**Task inputs**
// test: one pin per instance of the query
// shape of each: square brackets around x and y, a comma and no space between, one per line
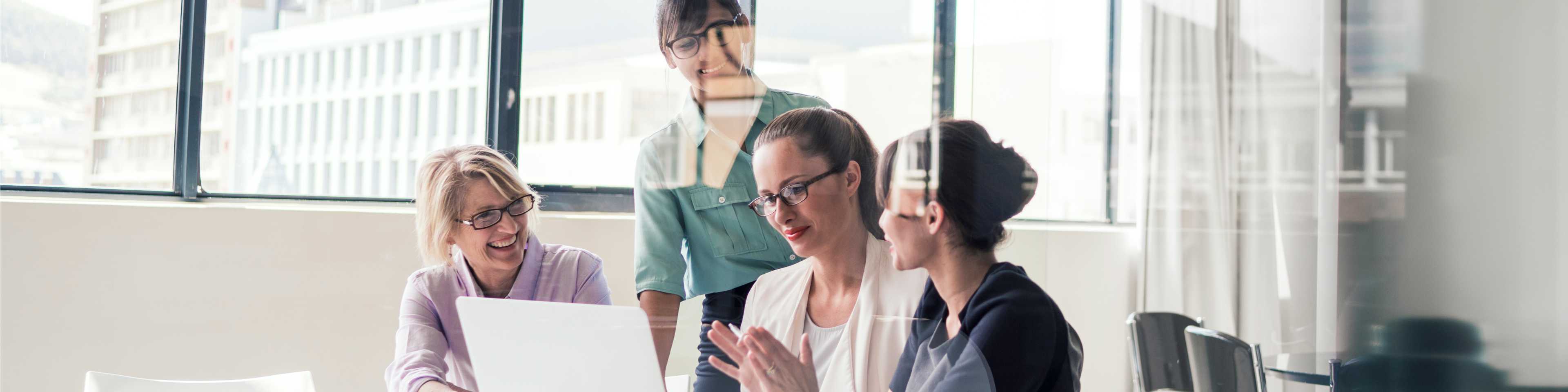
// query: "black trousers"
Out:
[726,308]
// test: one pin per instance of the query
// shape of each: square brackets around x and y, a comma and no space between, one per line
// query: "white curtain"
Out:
[1241,102]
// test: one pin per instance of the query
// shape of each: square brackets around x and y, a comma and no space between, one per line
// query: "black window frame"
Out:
[502,112]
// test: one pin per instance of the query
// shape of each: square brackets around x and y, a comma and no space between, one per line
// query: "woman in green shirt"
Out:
[695,234]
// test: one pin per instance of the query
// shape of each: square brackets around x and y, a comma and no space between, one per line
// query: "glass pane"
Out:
[88,96]
[599,91]
[590,91]
[1034,74]
[869,59]
[339,98]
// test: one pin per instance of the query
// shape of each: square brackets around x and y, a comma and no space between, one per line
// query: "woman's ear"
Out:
[852,175]
[747,32]
[935,218]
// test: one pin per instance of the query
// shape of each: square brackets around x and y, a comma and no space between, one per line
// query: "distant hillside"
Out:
[40,40]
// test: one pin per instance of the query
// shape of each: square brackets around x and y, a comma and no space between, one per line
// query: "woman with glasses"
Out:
[980,323]
[694,233]
[472,216]
[846,308]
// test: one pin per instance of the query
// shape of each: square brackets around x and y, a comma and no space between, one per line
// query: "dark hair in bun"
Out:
[835,136]
[980,184]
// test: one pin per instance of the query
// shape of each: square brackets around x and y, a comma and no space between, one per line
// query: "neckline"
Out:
[813,325]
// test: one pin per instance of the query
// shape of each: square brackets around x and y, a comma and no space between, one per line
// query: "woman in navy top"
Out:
[982,325]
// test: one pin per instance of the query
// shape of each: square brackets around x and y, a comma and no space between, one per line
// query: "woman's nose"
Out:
[783,214]
[510,225]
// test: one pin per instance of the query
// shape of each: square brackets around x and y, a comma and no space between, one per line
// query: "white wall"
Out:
[214,291]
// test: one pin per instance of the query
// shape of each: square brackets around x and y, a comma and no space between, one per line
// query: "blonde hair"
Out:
[440,186]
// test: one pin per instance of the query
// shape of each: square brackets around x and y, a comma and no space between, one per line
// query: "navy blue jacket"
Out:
[1021,338]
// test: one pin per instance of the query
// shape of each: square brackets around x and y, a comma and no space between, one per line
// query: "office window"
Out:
[379,117]
[476,117]
[455,52]
[419,56]
[382,59]
[375,179]
[397,59]
[452,112]
[871,59]
[1042,91]
[332,67]
[432,129]
[361,114]
[397,121]
[344,114]
[322,88]
[474,56]
[364,63]
[413,114]
[435,51]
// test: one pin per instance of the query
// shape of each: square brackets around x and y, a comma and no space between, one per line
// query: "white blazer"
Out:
[872,341]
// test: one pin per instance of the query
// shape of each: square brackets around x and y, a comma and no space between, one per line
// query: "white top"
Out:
[824,343]
[871,341]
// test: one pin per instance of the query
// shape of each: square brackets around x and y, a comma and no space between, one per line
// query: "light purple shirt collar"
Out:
[526,287]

**Exercise aim**
Your job is to transcribe the entries above exactly; skip the pictures.

**Exercise output**
// test: one pin per instance of the query
// shape of each: square brackets around x and y, a comma and no space between, one per line
// query: "black trousers"
Out:
[726,308]
// test: one pin per instance of the query
// shape of each: square brackets around x and y, a comma and no space between, one per line
// query: "white curtain"
Out:
[1241,102]
// test: one pin per instance of the query
// shape of each: square brackets around x and y, a comma and no space between, one per line
// query: "black window frame"
Out:
[502,112]
// test: one pin per instance of the query
// shape of each: square brackets around x and y, a comma and no space between, one per line
// query: "woman in green shirt"
Out:
[695,234]
// test: one pin per instance of the query
// shape of each: square brackets around x and y, a comma and no space between, one per line
// query: "glass pane"
Out:
[88,96]
[599,91]
[590,91]
[1034,74]
[869,59]
[339,98]
// test: one pin per instance of the query
// shape of each: square brackets around x and y, a comma and no space between, one per line
// query: "woman's ear"
Out:
[852,175]
[747,32]
[935,218]
// test: one pin per instance of the query
// shape of each: square brackets around x and y, a comma and no space between, one per line
// query: "distant hillside"
Out:
[40,40]
// test: one pin per instance of the query
// shape of each: square brackets around x and y, a comma and no space between, one per line
// query: "woman with glasses"
Out:
[980,323]
[694,233]
[472,216]
[846,308]
// test: one pin per instance of the query
// shape of each: square brackets around x and y, a comma and no space between, one per line
// query: "dark hair in bun"
Out:
[835,136]
[980,184]
// test: one pin per instance of the query
// shape of each: square brackets around x and y, a comma and no space between, one per line
// query: "neckline"
Out:
[813,325]
// test: one pin per instance of the query
// shape of each: square brackets around x and y, a comma and no space between, one per line
// query: "woman in navy top"
Out:
[982,325]
// test: one pin per instance of the query
// shape of each: square brackets around x and y, a comma and no space between, one per line
// query: "woman's nose"
Out:
[783,214]
[510,225]
// test: one pin per instance of the query
// shape of each: square brackets around x and y, a comma and no space between, one per line
// query: "white wall"
Out:
[214,291]
// test: one pin per instance of the query
// shape of each: square brackets around x and y, a comma and no space between, one per line
// query: "blonde hair"
Out:
[440,186]
// test: one pin per instance of the query
// shape of each: square brackets around x and y, a comma and no space between, one per line
// query: "navy blue jacket"
Out:
[1021,338]
// test: one pin per instance of the query
// shape of each: square brackets around x and y, a comma and no space between, one per line
// query: "office window"
Out:
[379,117]
[476,117]
[455,52]
[419,56]
[382,59]
[375,179]
[397,59]
[452,112]
[871,59]
[1042,91]
[332,67]
[432,129]
[361,114]
[397,121]
[344,114]
[322,88]
[474,56]
[364,63]
[413,114]
[435,51]
// test: one pin per instance of the query
// shape of each: square brackets around x and y, a comma and no space between, one per line
// query: "white blazer"
Out:
[872,341]
// test: one pin per instance of the query
// shape of each: square brackets around x and y, a comma and no space between, one per line
// query: "white top"
Out:
[824,343]
[871,341]
// test: one pin per instance of the query
// shape of each: square brackets around x and y, a comma and no space between, one per line
// query: "light purple shirt collar"
Out:
[526,287]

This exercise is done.